Exercise input: Begin

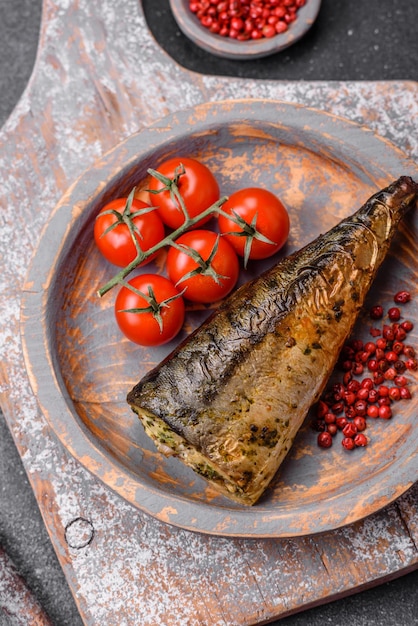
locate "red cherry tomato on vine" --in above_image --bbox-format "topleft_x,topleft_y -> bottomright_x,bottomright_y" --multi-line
218,187 -> 290,262
94,196 -> 165,268
148,157 -> 220,230
114,274 -> 185,346
166,230 -> 239,303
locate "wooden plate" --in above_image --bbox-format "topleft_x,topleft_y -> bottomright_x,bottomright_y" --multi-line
168,0 -> 322,59
21,100 -> 418,537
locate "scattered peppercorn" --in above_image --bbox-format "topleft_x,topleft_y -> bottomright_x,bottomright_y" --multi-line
369,305 -> 384,319
394,290 -> 411,304
401,320 -> 414,333
313,292 -> 415,453
388,307 -> 401,321
342,437 -> 355,450
354,433 -> 368,447
317,431 -> 332,448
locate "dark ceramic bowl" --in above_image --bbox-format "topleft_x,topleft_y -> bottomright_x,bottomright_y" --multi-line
168,0 -> 322,59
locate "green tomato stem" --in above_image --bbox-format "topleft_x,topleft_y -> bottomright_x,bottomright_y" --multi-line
97,195 -> 229,298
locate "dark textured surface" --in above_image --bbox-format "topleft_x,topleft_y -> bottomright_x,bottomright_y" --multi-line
0,4 -> 83,625
143,0 -> 418,81
0,1 -> 417,625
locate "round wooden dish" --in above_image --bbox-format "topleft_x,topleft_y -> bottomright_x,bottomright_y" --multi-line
21,100 -> 418,538
168,0 -> 322,59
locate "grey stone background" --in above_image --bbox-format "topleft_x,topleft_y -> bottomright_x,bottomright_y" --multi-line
0,0 -> 417,624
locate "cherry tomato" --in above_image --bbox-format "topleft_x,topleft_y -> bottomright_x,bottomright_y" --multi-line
218,187 -> 290,262
114,274 -> 185,346
148,157 -> 220,230
94,196 -> 165,268
166,230 -> 239,303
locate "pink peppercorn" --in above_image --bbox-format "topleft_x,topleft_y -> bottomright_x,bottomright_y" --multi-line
354,433 -> 368,447
354,400 -> 367,416
388,307 -> 401,321
364,342 -> 376,354
401,320 -> 414,333
324,412 -> 336,424
327,423 -> 338,436
403,345 -> 415,358
367,405 -> 379,418
317,431 -> 333,448
361,377 -> 374,390
342,437 -> 355,450
190,0 -> 305,41
353,416 -> 367,432
336,417 -> 348,430
378,405 -> 392,420
400,386 -> 412,399
394,290 -> 411,304
356,387 -> 370,401
405,358 -> 418,371
389,387 -> 401,401
316,290 -> 415,454
370,305 -> 384,319
342,423 -> 358,438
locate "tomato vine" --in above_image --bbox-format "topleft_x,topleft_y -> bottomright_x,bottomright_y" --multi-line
96,165 -> 274,298
95,159 -> 290,345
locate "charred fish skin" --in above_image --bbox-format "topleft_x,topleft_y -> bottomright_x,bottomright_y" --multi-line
128,176 -> 418,505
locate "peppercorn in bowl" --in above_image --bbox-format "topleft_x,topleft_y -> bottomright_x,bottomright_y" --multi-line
169,0 -> 322,59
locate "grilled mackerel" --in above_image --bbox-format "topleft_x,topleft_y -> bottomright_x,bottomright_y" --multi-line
128,176 -> 418,505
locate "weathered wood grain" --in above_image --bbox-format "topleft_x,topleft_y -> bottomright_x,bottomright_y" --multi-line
0,0 -> 417,623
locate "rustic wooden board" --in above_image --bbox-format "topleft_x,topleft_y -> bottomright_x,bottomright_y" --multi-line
0,0 -> 417,623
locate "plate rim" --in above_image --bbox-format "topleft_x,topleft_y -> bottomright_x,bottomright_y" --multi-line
20,99 -> 418,537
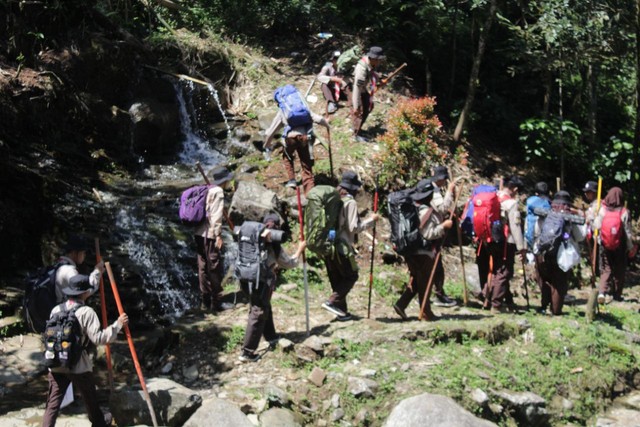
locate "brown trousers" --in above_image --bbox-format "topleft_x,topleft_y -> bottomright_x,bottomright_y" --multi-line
195,235 -> 224,308
241,277 -> 278,352
486,243 -> 516,308
324,251 -> 359,314
536,253 -> 568,315
283,136 -> 315,195
352,91 -> 371,136
475,242 -> 491,295
599,245 -> 627,298
43,371 -> 107,427
396,253 -> 436,316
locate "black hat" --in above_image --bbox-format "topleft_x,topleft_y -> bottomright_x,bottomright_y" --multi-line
553,190 -> 571,205
582,181 -> 597,193
506,176 -> 524,189
535,182 -> 548,194
411,179 -> 435,201
263,213 -> 281,227
367,46 -> 385,59
210,165 -> 234,185
63,274 -> 92,296
339,171 -> 363,191
64,235 -> 89,253
431,165 -> 449,181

Exercise input: End

Output the entries above verbatim, with no picture included.

locate "red cherry tomato on vine" --in above_image --bbox-format "topleft_x,topleft_y -> bottomright_x,bottomright_y" --multi-line
218,187 -> 290,262
94,196 -> 165,268
148,157 -> 220,230
114,274 -> 185,346
166,230 -> 239,303
locate "wooden plate" --in above_image --bbox-format "topleft_x,topleft_y -> bottomright_x,bottomright_y" --multi-line
168,0 -> 322,59
21,100 -> 418,537
locate "scattered peppercorn" --in above_image --bbox-format "topleft_x,topleft_y -> bottomright_x,bottomright_y" --multi-line
369,305 -> 384,319
394,290 -> 411,304
401,320 -> 414,333
313,292 -> 415,453
388,307 -> 401,321
342,437 -> 355,450
354,433 -> 368,447
317,431 -> 332,448
locate "dark ceramic bowl" --in above_image --bbox-format "topleft_x,topleft_y -> bottomright_x,bottomright_y" --multi-line
168,0 -> 322,59
locate "green tomato stem" --in above_image --bbox-format "topleft_x,topleft_y -> bottomright_x,bottomright_y" --multi-line
97,195 -> 229,298
locate "dark textured surface" --in above_image --bbox-format "topleft_x,topleft_y -> bottomright_x,bottomright_y" --multi-line
0,4 -> 83,625
143,0 -> 418,81
0,1 -> 417,625
locate "round wooden dish" --in above_image --bbox-format "topleft_x,topleft_y -> bottomright_x,bottomright_y" --multi-line
21,100 -> 418,538
168,0 -> 322,59
locate "grey stone background" --in above_image --bbox-format "topleft_x,topleft_y -> bottomright_x,bottomright_y" --multi-line
0,0 -> 417,624
locate "cherry tomato" --in above_image --bbox-format "topleft_x,topleft_y -> bottomright_x,bottomright_y" --multi-line
218,187 -> 290,262
114,274 -> 185,346
148,157 -> 220,230
94,196 -> 165,268
166,230 -> 239,303
locate "pink peppercorn" --in above_image --bbox-format "topleft_x,topleft_y -> bottomright_x,bottomright_y" --multi-line
354,433 -> 368,447
354,400 -> 367,416
388,307 -> 401,321
364,342 -> 376,354
401,320 -> 414,333
324,412 -> 336,424
327,423 -> 338,436
403,345 -> 415,358
367,405 -> 379,418
317,431 -> 333,448
361,377 -> 374,390
342,437 -> 355,450
190,0 -> 305,41
353,416 -> 367,432
336,417 -> 348,430
378,405 -> 392,420
400,386 -> 412,399
394,290 -> 411,304
356,387 -> 370,401
405,358 -> 418,371
389,387 -> 401,401
316,290 -> 415,454
370,305 -> 384,319
342,423 -> 358,438
locate "tomato vine" --in above_image --bbox-format "topleft_x,topleft_y -> bottomright_x,bottomright_y" --multi-line
96,165 -> 274,298
95,159 -> 290,345
locate "charred fish skin" --in above_image --bbox-format "topleft_x,topleft_y -> bottomright_x,bottomright_y" --multi-line
128,176 -> 418,505
locate "peppercorn in bowl" --in above_image --bbox-format "topleft_x,topleft_y -> bottomright_x,bottomright_y" --multi-line
169,0 -> 322,59
locate "grilled mackerel" --in above_image --bbox-format "topleft_x,topleft_y -> bottomright_x,bottomright_y" --multi-line
128,176 -> 418,505
locate "weathered wood grain" --in above_image --bbox-format "topleft_x,topleft_y -> bottomright_x,bottomright_y" --multi-line
0,0 -> 417,623
locate "rustic wooden board" --in above_image --bbox-format "topleft_x,topleft_y -> bottomright_x,bottomright_y" --multi-line
0,0 -> 417,623
locate "plate rim" --in above_image --bbox-format "topleft_x,topleft_y -> bottomright_x,bottomright_y" --multi-line
20,99 -> 418,537
locate "brown trousers" --in above_image --bbox-format "topleft_x,topleft_y -> bottomright_x,bottomright_y" --multi-line
195,235 -> 224,308
241,277 -> 278,352
486,243 -> 516,308
324,251 -> 359,314
536,253 -> 568,315
283,136 -> 315,195
352,91 -> 371,136
475,242 -> 491,295
599,245 -> 627,298
43,371 -> 107,427
396,253 -> 436,316
locate "black hat" --in above_image --bbox-format "topleft_x,topleft_y -> bottomright_x,bottomright_y" --multi-line
553,190 -> 571,205
582,181 -> 597,193
506,176 -> 524,189
535,182 -> 548,194
411,179 -> 435,201
263,213 -> 281,227
367,46 -> 385,59
210,165 -> 234,185
63,274 -> 92,296
339,171 -> 363,191
64,235 -> 89,253
431,165 -> 449,181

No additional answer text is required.